To do:
Produce word for word the lines of the data below running from the one that has "Where can you see the white horse?" to the one that has "Where can you see the stirrup?", inclusive, and no others.

(Provided records Opens)

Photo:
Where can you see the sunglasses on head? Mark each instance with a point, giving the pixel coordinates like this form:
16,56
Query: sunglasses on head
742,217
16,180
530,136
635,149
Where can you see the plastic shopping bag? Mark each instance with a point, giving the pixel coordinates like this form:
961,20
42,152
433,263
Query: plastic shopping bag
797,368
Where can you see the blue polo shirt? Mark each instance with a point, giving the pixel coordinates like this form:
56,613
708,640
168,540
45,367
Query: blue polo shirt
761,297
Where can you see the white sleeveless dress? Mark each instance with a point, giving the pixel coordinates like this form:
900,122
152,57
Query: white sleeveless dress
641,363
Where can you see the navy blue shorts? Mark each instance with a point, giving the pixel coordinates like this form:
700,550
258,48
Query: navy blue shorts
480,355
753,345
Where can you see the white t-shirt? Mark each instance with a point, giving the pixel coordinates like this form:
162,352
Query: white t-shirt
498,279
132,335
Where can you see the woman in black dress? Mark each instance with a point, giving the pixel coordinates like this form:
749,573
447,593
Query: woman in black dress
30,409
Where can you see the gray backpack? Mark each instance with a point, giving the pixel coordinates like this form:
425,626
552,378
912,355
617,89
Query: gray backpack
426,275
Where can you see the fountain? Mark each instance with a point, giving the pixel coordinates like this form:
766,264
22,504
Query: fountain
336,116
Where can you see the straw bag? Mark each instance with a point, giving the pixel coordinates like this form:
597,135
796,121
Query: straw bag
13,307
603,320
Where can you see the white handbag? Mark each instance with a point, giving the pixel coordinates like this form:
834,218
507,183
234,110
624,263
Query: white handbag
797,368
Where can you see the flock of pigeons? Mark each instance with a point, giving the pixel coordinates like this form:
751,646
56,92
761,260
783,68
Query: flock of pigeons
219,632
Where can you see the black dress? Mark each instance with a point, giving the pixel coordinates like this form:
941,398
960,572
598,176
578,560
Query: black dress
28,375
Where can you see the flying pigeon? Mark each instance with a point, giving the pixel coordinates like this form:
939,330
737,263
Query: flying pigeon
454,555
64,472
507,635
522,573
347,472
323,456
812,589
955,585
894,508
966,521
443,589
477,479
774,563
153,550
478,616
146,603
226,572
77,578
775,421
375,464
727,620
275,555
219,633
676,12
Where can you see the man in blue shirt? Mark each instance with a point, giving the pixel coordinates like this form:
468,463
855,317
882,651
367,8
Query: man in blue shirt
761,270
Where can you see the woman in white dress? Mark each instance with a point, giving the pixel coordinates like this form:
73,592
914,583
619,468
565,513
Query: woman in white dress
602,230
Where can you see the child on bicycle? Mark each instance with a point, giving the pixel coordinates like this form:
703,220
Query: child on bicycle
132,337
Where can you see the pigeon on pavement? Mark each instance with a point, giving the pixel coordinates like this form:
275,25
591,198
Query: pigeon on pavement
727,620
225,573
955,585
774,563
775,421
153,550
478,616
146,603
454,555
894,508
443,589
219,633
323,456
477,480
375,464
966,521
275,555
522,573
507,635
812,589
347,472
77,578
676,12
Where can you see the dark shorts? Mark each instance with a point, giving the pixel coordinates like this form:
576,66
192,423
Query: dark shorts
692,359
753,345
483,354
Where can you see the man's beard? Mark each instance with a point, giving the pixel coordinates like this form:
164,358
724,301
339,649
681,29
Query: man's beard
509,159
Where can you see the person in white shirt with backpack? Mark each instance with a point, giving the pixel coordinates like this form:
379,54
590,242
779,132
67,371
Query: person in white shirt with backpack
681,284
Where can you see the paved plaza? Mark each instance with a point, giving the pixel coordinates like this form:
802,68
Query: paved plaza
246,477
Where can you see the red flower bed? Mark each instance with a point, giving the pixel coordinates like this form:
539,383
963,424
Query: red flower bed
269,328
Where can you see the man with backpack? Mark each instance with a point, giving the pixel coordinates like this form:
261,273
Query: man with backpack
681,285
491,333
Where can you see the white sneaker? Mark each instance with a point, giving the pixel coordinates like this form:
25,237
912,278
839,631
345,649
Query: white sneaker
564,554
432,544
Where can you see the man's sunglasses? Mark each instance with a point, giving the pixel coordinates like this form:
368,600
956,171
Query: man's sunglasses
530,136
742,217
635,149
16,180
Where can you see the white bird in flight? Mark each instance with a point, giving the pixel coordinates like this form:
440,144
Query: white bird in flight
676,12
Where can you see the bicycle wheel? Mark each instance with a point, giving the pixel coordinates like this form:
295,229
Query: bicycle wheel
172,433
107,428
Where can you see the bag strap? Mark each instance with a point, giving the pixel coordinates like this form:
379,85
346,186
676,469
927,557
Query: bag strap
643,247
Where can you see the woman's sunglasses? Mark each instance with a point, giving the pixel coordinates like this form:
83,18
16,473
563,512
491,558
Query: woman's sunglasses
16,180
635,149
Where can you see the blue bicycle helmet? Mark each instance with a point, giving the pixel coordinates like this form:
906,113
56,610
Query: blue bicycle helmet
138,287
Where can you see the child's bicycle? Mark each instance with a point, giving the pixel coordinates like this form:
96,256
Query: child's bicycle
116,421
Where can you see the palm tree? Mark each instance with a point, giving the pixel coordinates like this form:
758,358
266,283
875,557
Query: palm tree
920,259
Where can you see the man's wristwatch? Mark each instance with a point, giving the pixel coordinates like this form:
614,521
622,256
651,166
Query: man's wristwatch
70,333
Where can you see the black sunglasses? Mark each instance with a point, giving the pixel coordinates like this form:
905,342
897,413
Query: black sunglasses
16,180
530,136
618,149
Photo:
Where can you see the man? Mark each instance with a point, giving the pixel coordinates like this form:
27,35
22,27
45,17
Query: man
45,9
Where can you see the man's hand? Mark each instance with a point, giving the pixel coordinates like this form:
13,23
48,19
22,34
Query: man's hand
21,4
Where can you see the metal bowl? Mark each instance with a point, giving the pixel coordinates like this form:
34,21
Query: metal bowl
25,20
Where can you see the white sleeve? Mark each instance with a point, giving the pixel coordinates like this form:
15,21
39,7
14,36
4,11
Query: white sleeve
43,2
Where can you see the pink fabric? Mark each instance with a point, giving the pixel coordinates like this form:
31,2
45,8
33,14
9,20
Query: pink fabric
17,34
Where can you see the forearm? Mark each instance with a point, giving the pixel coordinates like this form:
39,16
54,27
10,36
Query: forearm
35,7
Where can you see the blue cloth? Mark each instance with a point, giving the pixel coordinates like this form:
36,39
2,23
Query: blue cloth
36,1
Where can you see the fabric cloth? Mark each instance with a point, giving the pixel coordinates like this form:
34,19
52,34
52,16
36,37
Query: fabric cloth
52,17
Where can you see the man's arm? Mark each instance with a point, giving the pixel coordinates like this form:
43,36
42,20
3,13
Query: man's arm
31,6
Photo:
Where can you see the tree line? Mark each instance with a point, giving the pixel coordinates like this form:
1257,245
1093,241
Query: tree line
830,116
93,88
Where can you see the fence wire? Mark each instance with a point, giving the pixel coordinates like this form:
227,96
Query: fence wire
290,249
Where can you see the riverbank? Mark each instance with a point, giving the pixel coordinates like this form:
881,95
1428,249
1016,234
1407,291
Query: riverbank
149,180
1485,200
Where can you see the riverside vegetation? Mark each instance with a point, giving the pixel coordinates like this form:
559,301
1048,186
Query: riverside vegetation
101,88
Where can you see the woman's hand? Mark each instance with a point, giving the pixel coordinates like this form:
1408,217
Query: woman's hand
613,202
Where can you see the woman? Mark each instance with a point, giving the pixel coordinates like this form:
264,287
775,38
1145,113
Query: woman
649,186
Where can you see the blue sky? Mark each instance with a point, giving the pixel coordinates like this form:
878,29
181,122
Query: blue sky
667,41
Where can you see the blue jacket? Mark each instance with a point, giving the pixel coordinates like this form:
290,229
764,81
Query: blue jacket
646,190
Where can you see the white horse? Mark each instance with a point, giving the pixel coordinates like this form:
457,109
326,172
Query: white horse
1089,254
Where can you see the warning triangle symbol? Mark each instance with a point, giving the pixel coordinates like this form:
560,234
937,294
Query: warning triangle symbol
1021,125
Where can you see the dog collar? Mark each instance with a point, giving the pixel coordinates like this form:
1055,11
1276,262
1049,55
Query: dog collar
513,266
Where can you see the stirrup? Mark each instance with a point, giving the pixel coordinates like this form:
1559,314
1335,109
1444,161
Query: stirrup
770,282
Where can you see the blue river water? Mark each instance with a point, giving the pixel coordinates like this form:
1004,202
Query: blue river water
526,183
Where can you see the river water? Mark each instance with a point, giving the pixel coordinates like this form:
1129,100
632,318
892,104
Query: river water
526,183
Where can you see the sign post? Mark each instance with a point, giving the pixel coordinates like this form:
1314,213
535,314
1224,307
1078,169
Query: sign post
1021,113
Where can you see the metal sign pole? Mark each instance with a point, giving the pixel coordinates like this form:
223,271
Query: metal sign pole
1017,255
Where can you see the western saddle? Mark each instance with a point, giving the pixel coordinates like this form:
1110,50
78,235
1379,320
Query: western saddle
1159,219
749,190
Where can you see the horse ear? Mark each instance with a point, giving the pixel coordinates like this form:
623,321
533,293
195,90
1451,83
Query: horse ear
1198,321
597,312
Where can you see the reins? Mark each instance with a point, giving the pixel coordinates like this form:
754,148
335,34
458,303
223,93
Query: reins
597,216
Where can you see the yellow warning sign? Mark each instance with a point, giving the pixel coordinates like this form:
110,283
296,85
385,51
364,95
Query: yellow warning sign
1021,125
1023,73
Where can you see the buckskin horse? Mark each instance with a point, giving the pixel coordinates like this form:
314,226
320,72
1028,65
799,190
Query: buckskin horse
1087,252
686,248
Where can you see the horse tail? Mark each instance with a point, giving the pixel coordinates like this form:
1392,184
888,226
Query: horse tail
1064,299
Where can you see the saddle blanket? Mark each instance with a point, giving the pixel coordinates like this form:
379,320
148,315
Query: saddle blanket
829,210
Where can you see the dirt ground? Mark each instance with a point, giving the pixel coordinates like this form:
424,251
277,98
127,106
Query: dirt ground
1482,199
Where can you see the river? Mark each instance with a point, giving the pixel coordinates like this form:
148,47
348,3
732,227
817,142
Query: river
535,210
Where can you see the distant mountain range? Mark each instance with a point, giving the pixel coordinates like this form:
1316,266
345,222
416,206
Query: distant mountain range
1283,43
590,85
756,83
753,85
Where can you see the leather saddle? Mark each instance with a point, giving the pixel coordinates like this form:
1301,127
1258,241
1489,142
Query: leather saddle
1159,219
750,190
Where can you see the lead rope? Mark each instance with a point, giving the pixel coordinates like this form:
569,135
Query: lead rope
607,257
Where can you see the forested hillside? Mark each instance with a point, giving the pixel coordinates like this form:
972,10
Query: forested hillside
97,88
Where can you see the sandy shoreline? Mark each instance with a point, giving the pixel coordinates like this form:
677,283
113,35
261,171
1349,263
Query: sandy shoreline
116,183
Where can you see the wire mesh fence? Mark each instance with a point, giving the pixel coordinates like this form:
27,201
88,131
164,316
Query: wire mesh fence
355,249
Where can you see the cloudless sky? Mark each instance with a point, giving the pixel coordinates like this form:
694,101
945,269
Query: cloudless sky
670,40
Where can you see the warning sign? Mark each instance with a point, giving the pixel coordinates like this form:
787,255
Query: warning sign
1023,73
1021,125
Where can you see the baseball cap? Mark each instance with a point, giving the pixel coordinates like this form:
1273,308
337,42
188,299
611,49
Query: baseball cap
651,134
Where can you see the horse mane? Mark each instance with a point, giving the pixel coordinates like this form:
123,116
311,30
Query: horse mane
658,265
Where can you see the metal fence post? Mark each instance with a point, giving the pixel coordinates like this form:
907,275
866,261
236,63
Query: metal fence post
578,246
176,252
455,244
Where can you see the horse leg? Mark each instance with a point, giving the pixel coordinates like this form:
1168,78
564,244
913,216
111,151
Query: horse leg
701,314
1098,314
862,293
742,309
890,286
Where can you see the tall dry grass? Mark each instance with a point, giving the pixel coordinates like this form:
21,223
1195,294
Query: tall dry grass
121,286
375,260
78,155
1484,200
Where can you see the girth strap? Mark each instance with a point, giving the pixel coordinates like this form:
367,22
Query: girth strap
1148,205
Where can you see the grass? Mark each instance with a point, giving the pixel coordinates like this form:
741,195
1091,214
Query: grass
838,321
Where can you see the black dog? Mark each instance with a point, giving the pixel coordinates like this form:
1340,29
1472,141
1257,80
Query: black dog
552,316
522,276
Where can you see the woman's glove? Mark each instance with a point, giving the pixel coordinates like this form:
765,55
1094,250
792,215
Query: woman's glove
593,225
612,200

(Provided records Closes)

Task output:
Where can you see the white horse? Mark each instance with a point, giving the pixel coordinates like this form:
457,109
326,172
Query: white horse
1089,254
Where can you see the warning triangle symbol? Mark each instance with a point, giving the pixel coordinates like this form:
560,234
937,294
Query: warning triangle symbol
1021,125
Where can you see the dog collar? Mark each instance with a point, giving the pixel coordinates like this form:
1055,11
1276,262
1049,55
Query: dog collar
513,266
Where can you see the stirrup? Mark each instance with a point, giving the pixel coordinates like this form:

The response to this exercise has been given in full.